━━━ EXTRAIT DU DOCUMENT ━━━

"Le milieu du cinéma entre inquiétude et satisfaction"

Par Alain Beuve-Méry et Clarisse Fabre

La Lettre AFC n°239

Le Monde, 10 janvier 2014
Si une polémique peut déboucher sur une réforme en profondeur du financement du cinéma, alors ce sera une bonne chose… Tel était l’état d’esprit de nombreux professionnels du cinéma, mercredi 8 janvier, à l’occasion de la deuxième édition des Assises pour la diversité du cinéma français, qui se tenait au cinéma Le Balzac, à Paris. Devant une salle comble, René Bonnell y présentait son très attendu rapport, fruit de sept mois de travaux, sur " Le financement et la production cinématographique à l’heure du numérique ", complété par cinquante propositions concrètes.

Le cinéaste Michel Hazanavicius a fait partie de la trentaine d’experts qui ont suivi ces travaux. Le réalisateur du film plusieurs fois primé The Artist (2011) se dit « très content » du résultat : « Après le rapport de Pierre Lescure, en mai 2013, le rapport Bonnell propose une analyse remarquable du secteur. On a désormais deux outils. Ces derniers temps, la profession avait le sentiment qu’elle n’arrivait pas à se réformer. A présent, la montagne paraît accessible. Il faut saluer le volontarisme d’Aurélie Filippetti, la ministre de la culture, qui a initié ce travail de fond », dit-il.
Il évacue, en revanche, la question du cachet des comédiens : « Cela me désespère. On devrait laisser le sujet aux journaux people ! En revanche, il faut renforcer la transparence de la remontée des recettes, lors de l’exploitation d’un film. Faute de quoi, les comédiens et les réalisateurs ont parfois tendance à se prémunir en se payant sur le financement du film. D’où l’alourdissement des budgets », résume-t-il.

━━━ DONNÉES ENREGISTRÉES ━━━

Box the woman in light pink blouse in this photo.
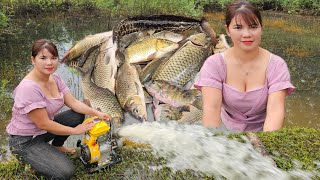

━━━

CONSIGNE 1: Recopiez le passage de l'extrait allant de « La Lettre AFC » à « cinquante propositions concrètes. », en substituant « salle pleine » à « salle comble ».
CONSIGNE 2: Traduisez en anglais la phrase suivante de l'extrait : « Le cinéaste Michel Hazanavicius a fait partie de la trentaine d'experts qui ont suivi ces travaux. »
Appuyez-vous uniquement sur l'extrait pour répondre.

CORRIGÉ 1:
La Lettre AFC n°239

Le Monde, 10 janvier 2014
Si une polémique peut déboucher sur une réforme en profondeur du financement du cinéma, alors ce sera une bonne chose… Tel était l’état d’esprit de nombreux professionnels du cinéma, mercredi 8 janvier, à l’occasion de la deuxième édition des Assises pour la diversité du cinéma français, qui se tenait au cinéma Le Balzac, à Paris. Devant une salle pleine, René Bonnell y présentait son très attendu rapport, fruit de sept mois de travaux, sur " Le financement et la production cinématographique à l’heure du numérique ", complété par cinquante propositions concrètes.

CORRIGÉ 2: The filmmaker Michel Hazanavicius was one of the thirty or so experts who followed this work.